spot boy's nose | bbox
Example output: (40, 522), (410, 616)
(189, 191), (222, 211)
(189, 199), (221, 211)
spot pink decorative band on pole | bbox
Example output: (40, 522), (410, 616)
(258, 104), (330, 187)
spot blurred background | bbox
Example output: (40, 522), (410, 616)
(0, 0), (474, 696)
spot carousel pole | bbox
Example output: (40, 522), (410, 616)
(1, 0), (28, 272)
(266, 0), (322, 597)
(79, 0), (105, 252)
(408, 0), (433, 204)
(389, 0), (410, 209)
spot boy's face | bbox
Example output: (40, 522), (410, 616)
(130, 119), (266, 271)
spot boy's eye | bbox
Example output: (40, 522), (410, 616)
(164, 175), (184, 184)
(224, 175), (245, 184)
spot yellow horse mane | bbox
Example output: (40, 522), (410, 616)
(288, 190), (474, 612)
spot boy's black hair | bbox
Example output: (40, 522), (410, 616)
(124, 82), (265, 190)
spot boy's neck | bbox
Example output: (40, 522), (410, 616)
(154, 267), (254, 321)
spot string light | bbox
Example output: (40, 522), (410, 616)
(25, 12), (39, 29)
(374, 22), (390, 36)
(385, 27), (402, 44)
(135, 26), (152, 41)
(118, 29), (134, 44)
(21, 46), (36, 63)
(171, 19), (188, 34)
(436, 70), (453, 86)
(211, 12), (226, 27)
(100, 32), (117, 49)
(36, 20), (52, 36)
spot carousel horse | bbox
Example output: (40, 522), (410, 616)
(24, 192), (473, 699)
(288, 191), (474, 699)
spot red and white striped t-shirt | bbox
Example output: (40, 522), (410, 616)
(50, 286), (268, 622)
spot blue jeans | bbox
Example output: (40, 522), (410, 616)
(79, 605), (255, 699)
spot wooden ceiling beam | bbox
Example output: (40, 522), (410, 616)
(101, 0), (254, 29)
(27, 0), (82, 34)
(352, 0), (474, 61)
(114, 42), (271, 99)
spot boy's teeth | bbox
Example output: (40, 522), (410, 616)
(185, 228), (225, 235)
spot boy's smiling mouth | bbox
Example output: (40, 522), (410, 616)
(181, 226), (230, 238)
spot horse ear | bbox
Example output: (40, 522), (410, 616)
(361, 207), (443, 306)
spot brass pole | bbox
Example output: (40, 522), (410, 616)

------------------------

● **The exercise**: Switch "carousel" to "merry-go-round" throughout the stretch from the start of the material through the line containing "(130, 119), (266, 271)", and write out those lines again with nothing else changed.

● **Finished exercise**:
spot boy's nose | bbox
Example output: (40, 522), (410, 616)
(189, 191), (222, 211)
(189, 199), (221, 211)
spot pink decorative band on pole | bbox
Example output: (40, 522), (410, 616)
(258, 104), (330, 187)
spot blurred background | bbox
Example output: (40, 522), (410, 616)
(0, 0), (474, 696)
spot merry-go-round pole | bbox
Example output: (40, 522), (410, 616)
(1, 0), (28, 272)
(266, 0), (322, 597)
(79, 0), (105, 252)
(408, 0), (433, 204)
(389, 0), (410, 209)
spot boy's face | bbox
Example output: (40, 522), (410, 616)
(130, 119), (266, 271)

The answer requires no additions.